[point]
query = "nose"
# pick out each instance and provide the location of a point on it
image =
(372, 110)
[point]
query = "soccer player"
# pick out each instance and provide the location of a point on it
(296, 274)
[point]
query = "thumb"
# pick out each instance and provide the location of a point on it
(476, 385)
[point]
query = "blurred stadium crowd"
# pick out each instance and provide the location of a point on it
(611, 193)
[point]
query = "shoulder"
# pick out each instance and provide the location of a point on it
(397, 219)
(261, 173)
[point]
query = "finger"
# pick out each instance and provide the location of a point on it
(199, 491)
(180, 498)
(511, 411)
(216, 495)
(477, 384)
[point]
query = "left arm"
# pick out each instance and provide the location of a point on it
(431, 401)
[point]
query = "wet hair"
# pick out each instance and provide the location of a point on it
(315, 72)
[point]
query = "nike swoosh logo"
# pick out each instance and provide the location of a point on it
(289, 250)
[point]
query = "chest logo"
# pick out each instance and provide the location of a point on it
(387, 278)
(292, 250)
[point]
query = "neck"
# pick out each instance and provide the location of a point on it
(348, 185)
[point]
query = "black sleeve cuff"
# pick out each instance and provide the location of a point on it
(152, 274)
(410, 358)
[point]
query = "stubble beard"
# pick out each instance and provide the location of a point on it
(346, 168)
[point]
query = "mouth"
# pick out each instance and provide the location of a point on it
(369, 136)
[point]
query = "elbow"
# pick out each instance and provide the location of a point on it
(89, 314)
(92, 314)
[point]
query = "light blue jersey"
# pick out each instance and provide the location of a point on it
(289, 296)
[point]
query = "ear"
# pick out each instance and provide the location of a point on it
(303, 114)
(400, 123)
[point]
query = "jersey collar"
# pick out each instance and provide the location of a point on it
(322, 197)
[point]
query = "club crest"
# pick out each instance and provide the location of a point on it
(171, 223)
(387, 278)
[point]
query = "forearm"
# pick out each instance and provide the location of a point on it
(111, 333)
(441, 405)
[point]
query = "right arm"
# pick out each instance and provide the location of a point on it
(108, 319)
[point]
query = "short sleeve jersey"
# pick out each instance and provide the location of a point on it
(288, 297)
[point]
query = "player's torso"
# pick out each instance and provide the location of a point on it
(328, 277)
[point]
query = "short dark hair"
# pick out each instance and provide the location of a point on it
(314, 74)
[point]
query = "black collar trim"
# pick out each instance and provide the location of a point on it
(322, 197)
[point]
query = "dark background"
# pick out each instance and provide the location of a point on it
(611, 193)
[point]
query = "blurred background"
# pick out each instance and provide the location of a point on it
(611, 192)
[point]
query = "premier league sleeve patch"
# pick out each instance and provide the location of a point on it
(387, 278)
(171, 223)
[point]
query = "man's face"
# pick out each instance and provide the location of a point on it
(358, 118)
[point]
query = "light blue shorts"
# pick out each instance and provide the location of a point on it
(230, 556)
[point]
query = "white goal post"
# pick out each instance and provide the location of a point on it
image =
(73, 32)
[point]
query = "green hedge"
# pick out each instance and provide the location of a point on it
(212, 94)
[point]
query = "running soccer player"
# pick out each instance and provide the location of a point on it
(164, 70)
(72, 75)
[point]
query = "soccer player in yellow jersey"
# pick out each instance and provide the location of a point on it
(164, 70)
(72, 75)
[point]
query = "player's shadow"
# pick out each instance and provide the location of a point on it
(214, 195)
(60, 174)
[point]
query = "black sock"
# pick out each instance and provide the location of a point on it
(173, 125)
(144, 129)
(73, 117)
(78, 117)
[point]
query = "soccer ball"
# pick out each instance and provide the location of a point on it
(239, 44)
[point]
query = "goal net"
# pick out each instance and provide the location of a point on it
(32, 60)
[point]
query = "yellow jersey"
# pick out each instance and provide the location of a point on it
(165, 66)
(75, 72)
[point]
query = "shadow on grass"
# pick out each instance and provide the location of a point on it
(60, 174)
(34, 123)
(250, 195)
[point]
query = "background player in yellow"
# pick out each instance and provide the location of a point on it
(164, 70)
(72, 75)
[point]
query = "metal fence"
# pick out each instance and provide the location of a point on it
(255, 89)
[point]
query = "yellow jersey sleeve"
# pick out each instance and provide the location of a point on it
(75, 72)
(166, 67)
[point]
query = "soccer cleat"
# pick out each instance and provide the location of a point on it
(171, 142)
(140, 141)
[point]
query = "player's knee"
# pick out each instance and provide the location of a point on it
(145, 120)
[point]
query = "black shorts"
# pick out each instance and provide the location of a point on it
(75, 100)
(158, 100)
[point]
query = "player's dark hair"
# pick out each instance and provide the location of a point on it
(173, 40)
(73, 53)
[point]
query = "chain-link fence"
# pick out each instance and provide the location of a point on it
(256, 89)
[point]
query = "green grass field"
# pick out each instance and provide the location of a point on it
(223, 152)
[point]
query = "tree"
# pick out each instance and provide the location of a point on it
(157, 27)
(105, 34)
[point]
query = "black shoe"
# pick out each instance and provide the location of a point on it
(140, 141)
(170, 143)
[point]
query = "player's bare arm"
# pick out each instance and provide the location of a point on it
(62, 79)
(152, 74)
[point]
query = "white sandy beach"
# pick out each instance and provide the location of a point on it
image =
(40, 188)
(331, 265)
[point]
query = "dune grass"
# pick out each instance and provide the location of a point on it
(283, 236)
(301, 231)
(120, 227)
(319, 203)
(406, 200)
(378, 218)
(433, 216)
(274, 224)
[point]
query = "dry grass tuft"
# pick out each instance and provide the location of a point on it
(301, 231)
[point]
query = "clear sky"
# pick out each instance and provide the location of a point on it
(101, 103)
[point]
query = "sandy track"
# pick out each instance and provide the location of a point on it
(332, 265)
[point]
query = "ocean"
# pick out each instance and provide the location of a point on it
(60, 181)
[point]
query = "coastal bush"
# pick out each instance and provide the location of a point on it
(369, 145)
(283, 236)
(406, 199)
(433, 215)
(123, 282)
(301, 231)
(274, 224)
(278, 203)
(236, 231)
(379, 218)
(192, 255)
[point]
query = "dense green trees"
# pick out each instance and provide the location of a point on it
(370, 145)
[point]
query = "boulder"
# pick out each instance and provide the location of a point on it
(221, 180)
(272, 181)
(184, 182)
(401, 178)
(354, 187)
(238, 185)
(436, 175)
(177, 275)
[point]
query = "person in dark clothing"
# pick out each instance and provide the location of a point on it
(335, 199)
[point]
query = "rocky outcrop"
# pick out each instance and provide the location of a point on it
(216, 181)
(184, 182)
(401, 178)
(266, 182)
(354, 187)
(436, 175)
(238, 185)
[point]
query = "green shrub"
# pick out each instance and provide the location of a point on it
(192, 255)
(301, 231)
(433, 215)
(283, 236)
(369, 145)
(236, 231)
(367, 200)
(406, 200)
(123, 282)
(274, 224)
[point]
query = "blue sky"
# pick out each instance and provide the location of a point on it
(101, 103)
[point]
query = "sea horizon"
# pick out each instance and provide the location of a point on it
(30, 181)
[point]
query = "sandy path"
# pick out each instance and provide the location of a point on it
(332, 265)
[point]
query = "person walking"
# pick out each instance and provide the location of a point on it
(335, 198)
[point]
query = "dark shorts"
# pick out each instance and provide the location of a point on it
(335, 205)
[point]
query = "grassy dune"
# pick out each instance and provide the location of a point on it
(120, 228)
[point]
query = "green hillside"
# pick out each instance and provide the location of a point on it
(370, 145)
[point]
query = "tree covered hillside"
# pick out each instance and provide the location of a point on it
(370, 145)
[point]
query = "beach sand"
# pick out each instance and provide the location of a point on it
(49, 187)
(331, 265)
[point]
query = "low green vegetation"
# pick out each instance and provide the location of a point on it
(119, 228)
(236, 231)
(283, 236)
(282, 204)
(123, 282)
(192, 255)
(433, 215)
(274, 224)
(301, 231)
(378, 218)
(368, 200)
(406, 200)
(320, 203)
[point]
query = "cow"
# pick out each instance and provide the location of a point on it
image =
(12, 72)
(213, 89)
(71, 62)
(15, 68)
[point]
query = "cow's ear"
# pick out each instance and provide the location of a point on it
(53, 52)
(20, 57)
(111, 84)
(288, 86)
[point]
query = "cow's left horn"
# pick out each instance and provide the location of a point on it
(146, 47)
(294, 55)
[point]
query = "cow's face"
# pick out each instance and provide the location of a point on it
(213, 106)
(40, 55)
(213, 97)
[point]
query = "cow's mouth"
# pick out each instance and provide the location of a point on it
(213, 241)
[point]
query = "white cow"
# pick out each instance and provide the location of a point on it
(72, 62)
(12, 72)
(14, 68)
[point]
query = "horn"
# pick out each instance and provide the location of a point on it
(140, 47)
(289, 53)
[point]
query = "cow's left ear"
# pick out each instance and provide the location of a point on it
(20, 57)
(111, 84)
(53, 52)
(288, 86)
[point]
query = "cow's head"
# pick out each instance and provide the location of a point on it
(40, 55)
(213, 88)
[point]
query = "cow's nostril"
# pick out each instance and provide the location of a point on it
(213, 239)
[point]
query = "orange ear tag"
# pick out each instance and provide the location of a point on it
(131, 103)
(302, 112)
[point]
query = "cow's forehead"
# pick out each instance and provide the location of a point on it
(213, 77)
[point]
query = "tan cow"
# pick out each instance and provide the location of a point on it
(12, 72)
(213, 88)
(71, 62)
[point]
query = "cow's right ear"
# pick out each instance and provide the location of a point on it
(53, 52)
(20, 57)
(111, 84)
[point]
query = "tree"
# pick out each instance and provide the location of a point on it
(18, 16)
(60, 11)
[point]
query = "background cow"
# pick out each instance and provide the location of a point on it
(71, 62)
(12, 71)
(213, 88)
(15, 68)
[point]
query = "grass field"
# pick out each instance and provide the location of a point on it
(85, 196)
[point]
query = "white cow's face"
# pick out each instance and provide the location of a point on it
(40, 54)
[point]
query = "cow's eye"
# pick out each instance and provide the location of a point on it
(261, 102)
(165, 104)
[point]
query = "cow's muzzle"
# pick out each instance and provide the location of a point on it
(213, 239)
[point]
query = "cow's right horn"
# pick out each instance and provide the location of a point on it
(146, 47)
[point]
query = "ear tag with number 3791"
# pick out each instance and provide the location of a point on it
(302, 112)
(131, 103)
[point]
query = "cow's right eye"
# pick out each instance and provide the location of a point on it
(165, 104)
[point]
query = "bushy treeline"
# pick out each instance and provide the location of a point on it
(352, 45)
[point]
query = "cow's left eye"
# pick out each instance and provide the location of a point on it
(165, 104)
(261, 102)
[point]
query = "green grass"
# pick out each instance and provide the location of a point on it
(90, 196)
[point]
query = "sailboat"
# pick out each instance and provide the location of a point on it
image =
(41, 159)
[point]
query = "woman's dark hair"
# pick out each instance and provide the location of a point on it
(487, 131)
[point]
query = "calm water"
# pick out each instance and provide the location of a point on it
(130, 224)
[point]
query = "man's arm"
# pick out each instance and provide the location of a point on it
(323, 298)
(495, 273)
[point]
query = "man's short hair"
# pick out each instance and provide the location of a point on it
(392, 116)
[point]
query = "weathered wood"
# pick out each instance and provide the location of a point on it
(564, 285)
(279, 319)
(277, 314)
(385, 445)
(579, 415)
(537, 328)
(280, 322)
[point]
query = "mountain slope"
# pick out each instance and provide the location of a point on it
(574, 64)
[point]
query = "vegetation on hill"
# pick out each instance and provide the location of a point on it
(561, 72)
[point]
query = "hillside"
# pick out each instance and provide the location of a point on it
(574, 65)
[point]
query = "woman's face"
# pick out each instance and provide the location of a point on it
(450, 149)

§ WORK TASK
Copy each line of the listing that contains "woman".

§ EXERCISE ANSWER
query = "woman's dark hair"
query = "woman's face"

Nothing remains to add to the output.